■ **ACTION ITEM**
Print word for word the first line of the records below and every following line through the one containing "positive clicks: (968, 511) (741, 347)"; print nothing else.

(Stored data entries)

--------------------------------------------------

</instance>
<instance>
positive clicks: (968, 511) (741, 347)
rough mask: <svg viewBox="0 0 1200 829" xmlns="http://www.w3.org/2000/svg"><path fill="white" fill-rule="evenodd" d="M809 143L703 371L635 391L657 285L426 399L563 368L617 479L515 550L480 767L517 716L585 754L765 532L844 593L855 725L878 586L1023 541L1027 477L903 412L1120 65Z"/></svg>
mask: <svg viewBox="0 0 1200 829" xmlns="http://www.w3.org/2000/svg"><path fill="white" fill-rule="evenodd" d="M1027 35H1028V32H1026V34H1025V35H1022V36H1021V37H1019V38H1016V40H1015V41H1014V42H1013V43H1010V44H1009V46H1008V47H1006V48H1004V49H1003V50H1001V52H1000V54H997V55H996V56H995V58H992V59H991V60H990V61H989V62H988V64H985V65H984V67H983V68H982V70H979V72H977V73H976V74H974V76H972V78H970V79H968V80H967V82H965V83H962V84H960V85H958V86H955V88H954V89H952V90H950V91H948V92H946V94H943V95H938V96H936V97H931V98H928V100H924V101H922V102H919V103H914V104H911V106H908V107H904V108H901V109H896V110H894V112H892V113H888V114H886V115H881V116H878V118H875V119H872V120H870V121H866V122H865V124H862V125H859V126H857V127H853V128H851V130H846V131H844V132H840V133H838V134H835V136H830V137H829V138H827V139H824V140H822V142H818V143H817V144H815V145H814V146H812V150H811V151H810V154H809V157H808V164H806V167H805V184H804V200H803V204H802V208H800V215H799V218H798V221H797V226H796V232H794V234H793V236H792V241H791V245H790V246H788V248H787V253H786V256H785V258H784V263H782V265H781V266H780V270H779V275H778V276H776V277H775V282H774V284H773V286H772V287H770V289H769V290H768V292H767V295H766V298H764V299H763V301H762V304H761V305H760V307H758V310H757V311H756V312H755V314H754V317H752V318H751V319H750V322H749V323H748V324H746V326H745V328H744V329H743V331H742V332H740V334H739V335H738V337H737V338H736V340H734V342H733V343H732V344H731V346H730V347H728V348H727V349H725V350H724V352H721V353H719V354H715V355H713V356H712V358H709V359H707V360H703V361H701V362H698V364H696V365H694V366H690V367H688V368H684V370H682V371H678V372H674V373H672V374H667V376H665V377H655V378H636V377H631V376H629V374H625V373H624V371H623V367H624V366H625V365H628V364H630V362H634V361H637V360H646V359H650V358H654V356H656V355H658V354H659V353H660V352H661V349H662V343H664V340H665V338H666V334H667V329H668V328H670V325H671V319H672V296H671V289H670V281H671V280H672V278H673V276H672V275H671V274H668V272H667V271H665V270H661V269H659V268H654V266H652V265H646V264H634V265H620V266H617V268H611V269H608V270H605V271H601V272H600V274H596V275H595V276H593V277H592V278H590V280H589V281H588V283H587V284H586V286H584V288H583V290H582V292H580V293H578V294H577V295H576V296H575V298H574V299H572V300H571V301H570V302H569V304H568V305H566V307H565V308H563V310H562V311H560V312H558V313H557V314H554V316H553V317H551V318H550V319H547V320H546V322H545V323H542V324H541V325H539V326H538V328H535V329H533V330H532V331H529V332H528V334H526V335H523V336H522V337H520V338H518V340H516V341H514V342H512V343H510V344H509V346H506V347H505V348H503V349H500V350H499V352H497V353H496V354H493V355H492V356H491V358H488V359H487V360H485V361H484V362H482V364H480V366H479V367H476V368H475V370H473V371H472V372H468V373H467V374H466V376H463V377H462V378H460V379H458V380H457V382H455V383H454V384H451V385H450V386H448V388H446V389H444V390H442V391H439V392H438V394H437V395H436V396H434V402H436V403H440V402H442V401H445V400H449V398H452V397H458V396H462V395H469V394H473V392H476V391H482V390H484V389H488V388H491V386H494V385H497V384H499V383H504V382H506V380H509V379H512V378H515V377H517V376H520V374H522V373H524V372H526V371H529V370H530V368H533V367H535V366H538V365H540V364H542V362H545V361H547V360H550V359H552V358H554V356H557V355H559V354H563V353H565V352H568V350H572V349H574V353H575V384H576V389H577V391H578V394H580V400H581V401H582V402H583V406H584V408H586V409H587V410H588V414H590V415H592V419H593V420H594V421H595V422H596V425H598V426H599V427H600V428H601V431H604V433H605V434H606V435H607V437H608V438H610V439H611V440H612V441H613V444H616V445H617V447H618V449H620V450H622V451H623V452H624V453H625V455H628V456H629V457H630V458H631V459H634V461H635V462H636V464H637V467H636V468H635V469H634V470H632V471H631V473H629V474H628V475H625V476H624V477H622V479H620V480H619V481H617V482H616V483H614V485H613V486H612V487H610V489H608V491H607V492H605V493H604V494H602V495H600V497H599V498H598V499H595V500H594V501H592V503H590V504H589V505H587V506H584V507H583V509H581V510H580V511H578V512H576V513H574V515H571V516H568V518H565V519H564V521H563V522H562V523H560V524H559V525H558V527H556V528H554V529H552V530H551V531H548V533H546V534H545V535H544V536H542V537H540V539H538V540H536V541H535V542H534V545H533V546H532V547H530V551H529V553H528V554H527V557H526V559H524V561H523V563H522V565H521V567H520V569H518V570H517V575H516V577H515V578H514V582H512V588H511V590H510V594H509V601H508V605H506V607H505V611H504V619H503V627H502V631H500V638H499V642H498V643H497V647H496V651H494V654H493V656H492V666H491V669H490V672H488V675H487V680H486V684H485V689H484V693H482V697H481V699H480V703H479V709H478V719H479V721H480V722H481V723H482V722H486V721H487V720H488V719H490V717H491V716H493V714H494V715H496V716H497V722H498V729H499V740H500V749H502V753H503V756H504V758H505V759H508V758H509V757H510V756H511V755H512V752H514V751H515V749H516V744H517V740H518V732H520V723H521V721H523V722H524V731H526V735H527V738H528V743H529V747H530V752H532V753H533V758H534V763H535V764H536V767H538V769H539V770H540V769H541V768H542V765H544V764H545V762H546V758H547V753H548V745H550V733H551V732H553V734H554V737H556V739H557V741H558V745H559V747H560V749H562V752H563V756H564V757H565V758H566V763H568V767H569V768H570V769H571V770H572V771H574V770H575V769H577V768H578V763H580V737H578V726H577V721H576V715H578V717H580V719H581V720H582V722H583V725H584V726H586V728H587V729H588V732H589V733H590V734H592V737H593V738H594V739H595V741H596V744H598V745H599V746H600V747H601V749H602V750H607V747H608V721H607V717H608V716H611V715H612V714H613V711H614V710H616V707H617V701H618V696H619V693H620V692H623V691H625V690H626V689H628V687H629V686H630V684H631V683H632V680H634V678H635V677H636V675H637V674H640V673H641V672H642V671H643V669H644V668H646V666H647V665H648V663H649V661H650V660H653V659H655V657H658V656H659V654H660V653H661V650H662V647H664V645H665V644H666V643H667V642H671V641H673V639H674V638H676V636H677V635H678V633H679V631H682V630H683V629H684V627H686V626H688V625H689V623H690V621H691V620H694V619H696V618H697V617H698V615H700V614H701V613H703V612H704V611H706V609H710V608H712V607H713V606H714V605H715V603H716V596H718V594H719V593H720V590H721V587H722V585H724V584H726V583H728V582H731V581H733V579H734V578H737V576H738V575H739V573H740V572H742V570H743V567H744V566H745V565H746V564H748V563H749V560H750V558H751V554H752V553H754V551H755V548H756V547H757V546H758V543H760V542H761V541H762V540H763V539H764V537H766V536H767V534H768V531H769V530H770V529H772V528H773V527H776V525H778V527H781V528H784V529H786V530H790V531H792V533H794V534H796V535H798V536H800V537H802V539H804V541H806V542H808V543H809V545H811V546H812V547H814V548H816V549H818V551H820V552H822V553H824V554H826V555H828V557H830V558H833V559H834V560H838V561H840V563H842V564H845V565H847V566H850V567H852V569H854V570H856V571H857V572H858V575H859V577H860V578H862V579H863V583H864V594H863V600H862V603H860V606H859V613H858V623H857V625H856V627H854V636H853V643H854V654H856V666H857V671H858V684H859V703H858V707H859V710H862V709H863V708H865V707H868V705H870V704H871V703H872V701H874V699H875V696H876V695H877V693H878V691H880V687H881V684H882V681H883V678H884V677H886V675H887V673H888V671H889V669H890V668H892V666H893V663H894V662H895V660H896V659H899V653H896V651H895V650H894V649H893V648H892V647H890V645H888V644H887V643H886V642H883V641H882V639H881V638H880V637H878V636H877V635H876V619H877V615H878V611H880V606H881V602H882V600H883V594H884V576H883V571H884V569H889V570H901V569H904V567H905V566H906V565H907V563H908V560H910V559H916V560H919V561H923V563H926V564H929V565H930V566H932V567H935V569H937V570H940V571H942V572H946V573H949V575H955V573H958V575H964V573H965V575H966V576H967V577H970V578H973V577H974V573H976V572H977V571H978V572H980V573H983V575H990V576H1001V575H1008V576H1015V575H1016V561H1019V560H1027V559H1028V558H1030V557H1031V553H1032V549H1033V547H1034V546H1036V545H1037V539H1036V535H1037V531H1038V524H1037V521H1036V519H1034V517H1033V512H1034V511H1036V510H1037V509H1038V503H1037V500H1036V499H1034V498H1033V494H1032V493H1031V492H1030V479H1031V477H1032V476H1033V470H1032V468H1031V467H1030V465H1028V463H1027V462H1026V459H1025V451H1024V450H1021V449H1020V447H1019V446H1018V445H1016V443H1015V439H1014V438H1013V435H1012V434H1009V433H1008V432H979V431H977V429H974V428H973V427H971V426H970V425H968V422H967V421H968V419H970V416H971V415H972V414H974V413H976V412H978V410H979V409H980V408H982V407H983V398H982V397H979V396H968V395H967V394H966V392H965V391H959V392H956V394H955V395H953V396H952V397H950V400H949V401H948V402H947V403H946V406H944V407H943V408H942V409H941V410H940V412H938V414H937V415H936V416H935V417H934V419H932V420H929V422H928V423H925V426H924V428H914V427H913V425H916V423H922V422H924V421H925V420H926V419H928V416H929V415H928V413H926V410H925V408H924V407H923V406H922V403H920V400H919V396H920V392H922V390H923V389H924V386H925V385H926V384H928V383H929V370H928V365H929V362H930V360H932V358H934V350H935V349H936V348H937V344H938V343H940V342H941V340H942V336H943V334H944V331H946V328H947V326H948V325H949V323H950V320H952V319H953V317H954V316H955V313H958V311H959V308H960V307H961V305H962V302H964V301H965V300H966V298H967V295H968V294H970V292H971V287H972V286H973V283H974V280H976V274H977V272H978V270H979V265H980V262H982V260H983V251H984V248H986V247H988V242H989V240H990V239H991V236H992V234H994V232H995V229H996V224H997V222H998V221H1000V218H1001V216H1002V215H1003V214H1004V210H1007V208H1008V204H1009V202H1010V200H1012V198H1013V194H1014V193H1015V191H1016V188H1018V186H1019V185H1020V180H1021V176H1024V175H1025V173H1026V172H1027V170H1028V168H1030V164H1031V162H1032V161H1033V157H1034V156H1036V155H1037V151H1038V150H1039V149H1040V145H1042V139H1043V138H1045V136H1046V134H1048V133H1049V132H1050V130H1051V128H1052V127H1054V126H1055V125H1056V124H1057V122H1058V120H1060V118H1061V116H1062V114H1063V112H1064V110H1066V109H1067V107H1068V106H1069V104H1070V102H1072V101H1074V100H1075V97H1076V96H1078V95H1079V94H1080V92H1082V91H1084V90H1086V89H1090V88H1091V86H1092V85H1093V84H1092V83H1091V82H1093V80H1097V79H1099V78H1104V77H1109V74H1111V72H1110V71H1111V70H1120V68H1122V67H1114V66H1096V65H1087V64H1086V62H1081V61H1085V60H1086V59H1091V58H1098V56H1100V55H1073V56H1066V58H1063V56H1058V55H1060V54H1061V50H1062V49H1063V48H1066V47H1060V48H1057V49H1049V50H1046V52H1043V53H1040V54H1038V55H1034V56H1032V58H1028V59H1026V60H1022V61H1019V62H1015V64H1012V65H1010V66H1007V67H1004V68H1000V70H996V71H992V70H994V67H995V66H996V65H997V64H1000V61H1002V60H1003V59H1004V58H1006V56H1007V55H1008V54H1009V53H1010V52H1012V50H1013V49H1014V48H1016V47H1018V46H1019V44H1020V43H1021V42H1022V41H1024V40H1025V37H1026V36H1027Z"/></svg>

--------------------------------------------------

■ **YOUR SOLUTION**
</instance>
<instance>
positive clicks: (968, 511) (741, 347)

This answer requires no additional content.